The task - Among the entries, which lines carry the string "belt"? Copy each of them.

Dataset entries -
◇ ◇ ◇

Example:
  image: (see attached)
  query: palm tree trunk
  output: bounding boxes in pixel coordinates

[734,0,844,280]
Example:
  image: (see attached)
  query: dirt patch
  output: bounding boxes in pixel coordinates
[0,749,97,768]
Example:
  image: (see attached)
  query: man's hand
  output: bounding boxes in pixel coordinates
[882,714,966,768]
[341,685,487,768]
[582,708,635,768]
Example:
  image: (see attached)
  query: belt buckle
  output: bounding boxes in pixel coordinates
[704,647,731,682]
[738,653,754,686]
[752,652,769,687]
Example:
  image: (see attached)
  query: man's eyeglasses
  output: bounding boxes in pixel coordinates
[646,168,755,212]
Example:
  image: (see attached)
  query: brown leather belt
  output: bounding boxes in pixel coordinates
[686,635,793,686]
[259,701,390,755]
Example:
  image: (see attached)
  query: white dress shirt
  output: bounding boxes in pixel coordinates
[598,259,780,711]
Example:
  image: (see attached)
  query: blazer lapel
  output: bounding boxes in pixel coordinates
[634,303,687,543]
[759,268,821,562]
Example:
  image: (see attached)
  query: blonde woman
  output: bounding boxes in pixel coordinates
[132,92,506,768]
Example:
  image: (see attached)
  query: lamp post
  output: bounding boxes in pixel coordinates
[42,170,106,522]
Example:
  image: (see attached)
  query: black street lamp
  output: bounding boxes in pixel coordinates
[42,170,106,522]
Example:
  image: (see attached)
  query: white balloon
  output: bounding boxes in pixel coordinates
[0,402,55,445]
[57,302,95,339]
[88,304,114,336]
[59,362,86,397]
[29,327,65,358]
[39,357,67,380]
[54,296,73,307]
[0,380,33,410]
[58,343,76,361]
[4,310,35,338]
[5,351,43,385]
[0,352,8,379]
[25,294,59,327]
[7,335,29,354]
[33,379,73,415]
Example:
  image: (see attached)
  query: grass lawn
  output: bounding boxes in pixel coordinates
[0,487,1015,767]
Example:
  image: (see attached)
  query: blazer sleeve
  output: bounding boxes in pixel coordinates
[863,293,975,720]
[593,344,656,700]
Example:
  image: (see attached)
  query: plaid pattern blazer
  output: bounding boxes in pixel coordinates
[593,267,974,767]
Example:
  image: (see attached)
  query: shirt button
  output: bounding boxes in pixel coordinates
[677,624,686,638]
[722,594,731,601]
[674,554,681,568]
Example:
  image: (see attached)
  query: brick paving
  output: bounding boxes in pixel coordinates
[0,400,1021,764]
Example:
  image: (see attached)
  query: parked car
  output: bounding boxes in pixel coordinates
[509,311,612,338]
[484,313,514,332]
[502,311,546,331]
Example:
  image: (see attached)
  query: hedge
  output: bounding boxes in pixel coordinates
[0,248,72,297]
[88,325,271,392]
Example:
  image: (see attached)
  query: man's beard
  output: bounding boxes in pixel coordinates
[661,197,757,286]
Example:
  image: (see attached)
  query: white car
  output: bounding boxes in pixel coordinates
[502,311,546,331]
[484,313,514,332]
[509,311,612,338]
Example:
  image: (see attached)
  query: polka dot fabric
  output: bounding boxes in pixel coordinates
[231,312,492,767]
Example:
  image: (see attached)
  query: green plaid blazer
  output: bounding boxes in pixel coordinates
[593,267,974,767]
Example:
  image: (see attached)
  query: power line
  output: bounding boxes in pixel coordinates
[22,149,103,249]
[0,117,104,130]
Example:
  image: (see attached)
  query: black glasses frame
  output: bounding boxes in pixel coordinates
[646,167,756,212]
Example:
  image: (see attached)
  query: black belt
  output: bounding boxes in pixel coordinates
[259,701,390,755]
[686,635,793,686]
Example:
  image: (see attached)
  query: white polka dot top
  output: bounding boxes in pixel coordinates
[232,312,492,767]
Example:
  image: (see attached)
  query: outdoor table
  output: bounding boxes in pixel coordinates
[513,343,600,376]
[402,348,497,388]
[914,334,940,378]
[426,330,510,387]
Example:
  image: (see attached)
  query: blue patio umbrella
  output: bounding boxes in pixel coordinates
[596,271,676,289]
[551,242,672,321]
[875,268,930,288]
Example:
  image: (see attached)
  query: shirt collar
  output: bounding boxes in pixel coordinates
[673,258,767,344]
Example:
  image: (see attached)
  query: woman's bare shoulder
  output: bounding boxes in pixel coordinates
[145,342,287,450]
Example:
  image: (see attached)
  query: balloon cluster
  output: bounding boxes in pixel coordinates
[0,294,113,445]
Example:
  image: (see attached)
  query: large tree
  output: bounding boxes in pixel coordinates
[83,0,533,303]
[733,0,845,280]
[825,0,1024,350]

◇ ◇ ◇

Exercise solution -
  query: belt buckle
  query: brown leather belt
  query: black belt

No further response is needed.